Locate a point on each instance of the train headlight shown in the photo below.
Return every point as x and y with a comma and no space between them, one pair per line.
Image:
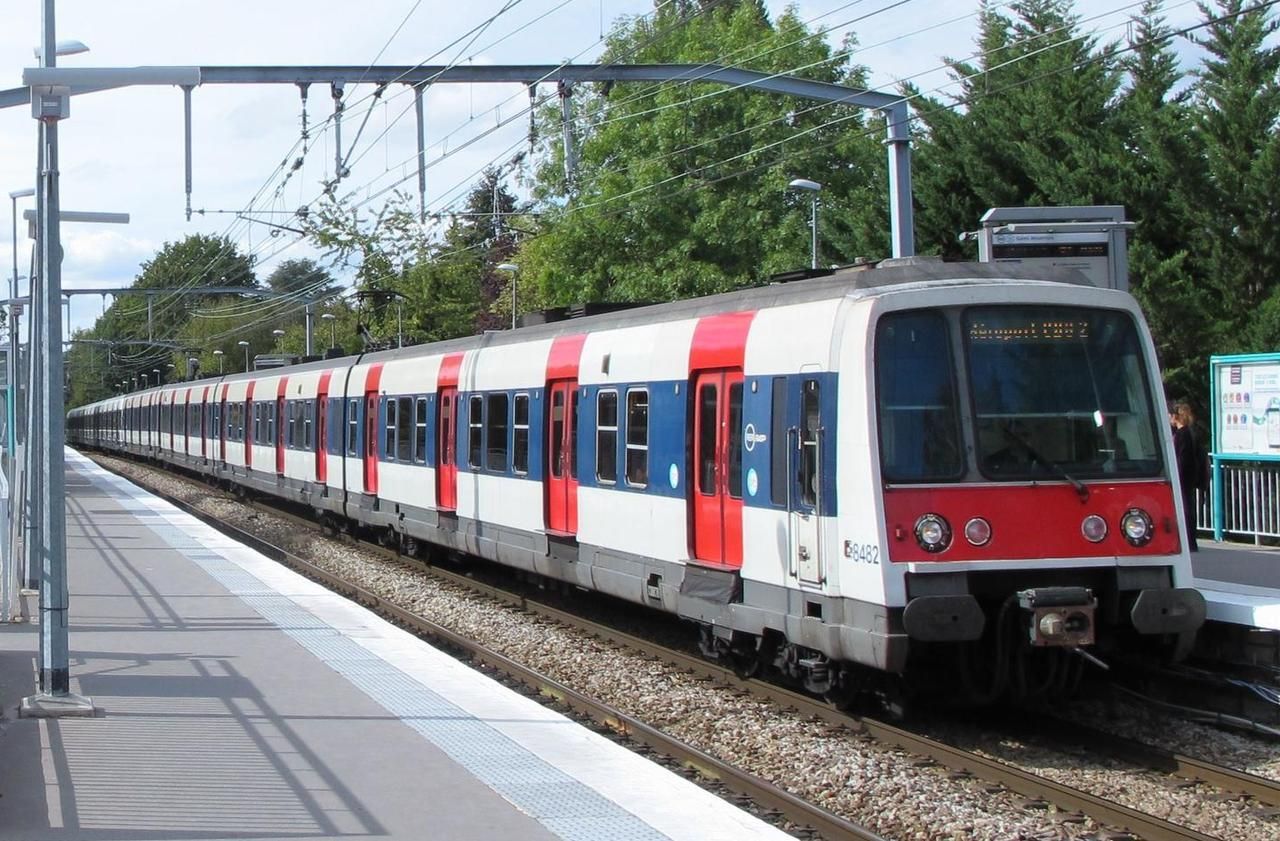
932,533
1093,529
1137,526
977,531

^^^^

Work to be completed: Note each line above that holds "point", then copy all of them.

Result of this exercise:
Locate a point on each instance of the train headlight shown in the photo below.
Return every point as x and y with a comma and no space between them, one pair per line.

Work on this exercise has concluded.